:: Aim ::
Please output only the lines that run from the line containing "the fireplace surround." through the end of the material below, exactly.

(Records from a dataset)
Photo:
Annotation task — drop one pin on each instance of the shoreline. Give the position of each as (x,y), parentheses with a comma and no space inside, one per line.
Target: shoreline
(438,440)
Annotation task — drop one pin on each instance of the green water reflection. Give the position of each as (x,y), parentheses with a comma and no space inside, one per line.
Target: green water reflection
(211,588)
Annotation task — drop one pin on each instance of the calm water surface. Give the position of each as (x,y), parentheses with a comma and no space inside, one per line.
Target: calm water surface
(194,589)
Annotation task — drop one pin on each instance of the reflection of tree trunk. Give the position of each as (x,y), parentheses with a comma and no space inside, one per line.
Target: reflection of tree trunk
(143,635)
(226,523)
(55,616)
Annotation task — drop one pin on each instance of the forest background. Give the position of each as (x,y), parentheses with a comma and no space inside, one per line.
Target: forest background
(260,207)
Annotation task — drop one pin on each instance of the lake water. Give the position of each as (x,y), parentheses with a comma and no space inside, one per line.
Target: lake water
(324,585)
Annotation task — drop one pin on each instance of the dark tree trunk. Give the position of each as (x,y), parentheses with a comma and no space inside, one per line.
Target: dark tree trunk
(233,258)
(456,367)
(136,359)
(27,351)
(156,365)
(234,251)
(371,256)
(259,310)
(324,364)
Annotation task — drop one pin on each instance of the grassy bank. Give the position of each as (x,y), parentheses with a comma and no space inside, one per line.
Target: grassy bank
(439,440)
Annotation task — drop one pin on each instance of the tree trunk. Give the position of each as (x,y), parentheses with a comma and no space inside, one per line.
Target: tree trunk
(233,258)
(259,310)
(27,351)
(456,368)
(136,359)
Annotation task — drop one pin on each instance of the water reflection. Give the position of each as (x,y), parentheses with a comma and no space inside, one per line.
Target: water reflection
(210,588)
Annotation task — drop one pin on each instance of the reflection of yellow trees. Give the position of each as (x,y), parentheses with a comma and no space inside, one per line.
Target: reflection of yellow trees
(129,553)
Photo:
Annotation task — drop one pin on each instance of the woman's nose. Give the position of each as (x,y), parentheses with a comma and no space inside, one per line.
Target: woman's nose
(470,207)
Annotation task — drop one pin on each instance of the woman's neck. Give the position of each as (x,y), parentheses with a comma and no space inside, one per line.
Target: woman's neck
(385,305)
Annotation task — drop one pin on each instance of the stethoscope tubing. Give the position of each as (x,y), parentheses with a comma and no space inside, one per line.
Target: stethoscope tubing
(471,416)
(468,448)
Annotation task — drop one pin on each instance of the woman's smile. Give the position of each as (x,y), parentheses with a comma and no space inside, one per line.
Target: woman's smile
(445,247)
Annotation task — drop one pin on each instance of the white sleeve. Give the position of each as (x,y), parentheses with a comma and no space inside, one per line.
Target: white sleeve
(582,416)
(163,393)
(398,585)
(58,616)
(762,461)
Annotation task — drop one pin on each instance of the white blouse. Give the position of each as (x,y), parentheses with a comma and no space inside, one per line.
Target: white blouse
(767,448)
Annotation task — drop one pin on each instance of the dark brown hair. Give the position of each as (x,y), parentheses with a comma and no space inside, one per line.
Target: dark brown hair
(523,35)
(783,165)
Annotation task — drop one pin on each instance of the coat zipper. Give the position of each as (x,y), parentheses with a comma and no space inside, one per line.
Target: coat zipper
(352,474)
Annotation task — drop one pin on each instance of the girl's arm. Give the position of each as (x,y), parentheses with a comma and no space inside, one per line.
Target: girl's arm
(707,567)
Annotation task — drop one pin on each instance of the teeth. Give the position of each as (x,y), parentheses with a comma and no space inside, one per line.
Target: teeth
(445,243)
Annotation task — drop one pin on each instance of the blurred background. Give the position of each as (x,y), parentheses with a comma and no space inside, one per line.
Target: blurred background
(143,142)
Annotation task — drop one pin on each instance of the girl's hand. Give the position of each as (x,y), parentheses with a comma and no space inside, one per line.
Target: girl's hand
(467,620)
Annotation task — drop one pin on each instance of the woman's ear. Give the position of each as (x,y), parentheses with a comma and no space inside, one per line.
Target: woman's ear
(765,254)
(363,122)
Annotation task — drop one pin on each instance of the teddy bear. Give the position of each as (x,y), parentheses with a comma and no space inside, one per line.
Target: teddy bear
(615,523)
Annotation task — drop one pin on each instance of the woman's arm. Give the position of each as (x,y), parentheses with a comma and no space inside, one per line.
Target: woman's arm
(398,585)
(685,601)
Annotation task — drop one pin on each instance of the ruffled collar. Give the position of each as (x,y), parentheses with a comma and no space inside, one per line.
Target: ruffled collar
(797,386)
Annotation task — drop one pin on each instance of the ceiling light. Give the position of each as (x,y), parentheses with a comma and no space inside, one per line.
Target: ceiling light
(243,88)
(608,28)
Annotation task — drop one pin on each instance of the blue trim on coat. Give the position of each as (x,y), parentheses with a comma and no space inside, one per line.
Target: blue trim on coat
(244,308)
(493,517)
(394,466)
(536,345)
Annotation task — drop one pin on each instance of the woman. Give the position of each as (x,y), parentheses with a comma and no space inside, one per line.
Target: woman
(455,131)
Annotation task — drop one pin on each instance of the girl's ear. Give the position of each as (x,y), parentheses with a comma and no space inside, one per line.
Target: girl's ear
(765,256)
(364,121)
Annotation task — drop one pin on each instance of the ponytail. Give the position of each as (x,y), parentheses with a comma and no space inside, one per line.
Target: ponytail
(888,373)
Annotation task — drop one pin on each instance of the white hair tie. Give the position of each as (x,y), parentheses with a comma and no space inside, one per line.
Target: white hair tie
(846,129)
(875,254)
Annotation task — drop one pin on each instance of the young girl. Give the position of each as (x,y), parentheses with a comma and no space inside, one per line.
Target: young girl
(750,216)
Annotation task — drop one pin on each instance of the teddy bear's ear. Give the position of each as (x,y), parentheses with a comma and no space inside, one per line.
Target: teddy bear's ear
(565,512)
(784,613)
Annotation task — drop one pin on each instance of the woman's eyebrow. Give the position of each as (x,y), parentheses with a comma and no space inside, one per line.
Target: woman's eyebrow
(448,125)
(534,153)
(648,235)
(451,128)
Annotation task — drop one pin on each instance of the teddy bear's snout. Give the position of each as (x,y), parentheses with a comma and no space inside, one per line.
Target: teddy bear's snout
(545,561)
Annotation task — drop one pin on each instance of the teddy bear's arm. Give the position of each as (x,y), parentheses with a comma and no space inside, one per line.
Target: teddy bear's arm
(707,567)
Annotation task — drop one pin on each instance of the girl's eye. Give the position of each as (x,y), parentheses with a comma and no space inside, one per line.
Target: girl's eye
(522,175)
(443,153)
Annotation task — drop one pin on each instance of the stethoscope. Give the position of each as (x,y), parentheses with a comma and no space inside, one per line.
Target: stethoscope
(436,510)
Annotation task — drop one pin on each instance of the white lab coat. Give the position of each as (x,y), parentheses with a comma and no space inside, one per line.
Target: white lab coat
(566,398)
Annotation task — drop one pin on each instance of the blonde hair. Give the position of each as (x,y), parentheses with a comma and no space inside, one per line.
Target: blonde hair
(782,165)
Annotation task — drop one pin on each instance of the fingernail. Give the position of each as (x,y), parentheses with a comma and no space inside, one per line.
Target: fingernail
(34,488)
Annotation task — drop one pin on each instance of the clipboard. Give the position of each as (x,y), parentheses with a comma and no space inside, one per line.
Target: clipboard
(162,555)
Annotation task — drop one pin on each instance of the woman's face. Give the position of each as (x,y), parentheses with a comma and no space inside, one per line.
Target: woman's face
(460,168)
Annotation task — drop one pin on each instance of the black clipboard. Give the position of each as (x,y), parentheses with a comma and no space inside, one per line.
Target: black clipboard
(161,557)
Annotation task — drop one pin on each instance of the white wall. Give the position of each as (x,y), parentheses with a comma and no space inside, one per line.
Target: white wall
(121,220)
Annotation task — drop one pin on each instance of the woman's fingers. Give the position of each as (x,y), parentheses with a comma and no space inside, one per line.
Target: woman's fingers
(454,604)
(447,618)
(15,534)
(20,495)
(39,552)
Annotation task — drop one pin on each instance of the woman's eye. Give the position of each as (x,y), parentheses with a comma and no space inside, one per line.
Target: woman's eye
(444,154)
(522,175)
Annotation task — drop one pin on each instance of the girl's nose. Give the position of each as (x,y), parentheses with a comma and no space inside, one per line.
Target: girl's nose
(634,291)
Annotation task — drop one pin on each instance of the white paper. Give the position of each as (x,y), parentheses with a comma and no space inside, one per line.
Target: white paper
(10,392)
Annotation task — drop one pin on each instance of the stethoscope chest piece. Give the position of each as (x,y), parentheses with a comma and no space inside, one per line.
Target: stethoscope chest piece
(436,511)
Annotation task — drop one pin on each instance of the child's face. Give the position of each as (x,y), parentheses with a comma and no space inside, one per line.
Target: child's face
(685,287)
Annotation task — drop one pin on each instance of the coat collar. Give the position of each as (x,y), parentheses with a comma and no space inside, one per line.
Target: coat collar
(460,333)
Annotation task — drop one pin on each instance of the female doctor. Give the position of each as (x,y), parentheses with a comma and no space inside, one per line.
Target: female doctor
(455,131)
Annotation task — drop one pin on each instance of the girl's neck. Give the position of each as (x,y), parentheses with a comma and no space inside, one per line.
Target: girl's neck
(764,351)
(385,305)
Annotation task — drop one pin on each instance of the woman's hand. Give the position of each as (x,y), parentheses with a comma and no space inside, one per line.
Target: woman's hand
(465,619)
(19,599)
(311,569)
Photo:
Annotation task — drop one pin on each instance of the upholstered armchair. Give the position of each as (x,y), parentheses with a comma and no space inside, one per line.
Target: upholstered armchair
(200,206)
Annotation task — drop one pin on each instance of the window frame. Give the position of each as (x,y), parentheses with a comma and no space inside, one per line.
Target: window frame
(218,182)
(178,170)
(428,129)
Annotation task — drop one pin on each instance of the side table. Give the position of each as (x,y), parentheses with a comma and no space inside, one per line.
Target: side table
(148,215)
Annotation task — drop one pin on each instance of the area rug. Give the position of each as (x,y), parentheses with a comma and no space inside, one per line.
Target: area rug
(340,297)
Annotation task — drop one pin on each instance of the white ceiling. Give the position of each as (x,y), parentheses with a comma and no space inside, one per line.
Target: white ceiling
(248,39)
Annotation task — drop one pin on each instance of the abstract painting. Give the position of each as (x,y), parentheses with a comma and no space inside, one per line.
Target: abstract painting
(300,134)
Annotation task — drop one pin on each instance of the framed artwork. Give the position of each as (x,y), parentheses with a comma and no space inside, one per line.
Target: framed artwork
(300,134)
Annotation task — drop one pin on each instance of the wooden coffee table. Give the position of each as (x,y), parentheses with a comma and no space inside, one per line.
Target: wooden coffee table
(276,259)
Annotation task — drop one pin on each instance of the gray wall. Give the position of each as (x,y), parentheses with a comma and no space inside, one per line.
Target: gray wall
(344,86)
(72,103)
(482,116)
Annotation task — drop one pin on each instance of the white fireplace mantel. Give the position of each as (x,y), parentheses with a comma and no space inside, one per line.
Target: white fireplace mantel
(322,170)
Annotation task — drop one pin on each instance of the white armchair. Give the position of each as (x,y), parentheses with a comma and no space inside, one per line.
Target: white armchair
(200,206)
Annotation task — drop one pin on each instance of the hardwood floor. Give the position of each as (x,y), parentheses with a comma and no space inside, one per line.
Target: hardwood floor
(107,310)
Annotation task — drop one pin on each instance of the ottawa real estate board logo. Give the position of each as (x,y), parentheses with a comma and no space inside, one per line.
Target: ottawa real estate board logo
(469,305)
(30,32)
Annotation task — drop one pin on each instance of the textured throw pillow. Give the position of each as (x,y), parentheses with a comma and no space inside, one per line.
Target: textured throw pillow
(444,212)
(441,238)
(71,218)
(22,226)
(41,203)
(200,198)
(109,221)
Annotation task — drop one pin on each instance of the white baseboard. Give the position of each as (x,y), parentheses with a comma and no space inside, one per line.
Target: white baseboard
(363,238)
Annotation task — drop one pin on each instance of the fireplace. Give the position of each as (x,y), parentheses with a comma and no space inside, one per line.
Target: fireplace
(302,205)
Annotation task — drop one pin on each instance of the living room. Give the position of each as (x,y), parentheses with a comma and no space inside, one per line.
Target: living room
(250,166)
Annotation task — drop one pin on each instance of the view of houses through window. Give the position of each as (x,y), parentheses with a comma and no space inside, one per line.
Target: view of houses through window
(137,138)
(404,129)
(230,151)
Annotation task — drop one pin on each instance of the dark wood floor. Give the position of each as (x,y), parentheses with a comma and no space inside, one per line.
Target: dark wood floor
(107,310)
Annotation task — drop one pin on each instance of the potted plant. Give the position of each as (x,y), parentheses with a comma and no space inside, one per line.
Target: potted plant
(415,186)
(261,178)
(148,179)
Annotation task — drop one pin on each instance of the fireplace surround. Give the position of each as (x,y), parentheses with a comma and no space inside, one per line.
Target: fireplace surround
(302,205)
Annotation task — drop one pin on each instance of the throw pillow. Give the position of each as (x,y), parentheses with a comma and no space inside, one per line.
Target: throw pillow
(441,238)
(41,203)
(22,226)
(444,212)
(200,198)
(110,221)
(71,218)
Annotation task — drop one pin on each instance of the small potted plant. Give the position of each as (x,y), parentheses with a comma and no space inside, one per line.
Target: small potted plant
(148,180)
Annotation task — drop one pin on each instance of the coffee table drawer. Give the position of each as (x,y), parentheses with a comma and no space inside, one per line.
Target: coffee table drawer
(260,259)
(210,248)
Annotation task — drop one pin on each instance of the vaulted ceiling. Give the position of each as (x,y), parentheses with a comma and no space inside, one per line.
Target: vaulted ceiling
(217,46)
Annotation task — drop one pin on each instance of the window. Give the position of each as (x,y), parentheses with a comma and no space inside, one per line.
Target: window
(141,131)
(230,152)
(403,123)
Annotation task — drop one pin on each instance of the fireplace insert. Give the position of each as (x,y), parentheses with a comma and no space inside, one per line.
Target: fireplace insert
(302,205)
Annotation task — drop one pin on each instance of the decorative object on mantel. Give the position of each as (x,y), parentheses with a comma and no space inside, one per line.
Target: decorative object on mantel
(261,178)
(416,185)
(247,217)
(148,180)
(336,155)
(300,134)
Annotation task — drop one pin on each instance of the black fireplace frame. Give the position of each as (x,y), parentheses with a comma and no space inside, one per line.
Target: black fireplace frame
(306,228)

:: Solution for this problem ::
Annotation task — drop one pin on each instance of the fireplace surround. Give the position of each as (x,y), parentheses with a comma and no space inside, one per line.
Target: fireplace surround
(302,205)
Annotation task — drop one pin on each instance of the throw pillow. Give the position of each as (x,y), parentheses with a comma and no space inside, one per line.
Target: throw pillow
(441,238)
(41,203)
(22,226)
(444,212)
(200,198)
(110,221)
(71,218)
Annotation task — drop one pin on each instance of the small potted plant. Give the position of each as (x,y), parentheses with a comma and no space inside, one per line.
Target: small potted plant
(148,180)
Annotation task — drop one pin on each instance of the coffee table drawer. Give the position of each as (x,y), parentheses with a comma and no space inside, one per line.
Target: coffee table drawer
(260,259)
(210,248)
Annotation task — drop one pin on each instance of the vaulted ceiling. Give the position of each as (x,y), parentheses with a comma and no space inside, one per line.
Target: vaulted ceiling
(217,46)
Annotation task — drop one pin on each instance of the window. Give the position of each as (x,y), parentheses with a comma and no space inside, one per line.
Target: window
(141,131)
(230,152)
(403,123)
Annotation task — drop one pin on each instance of the fireplace insert. Give the position of each as (x,y), parentheses with a comma and no space inside, one per line.
Target: fireplace insert
(302,205)
Annotation task — drop one pin on each instance of the decorative object on mantel. Give the position of each as (x,y), parentheses with a comma and no space inside, one per line.
Target: decorative object on mantel
(261,178)
(416,185)
(247,217)
(148,180)
(336,155)
(300,134)
Annotation task — drop one pin on each instance of the black fireplace frame. Give the position of each as (x,y), parentheses with a comma and no space inside, one per line.
Target: black fireplace frame
(306,228)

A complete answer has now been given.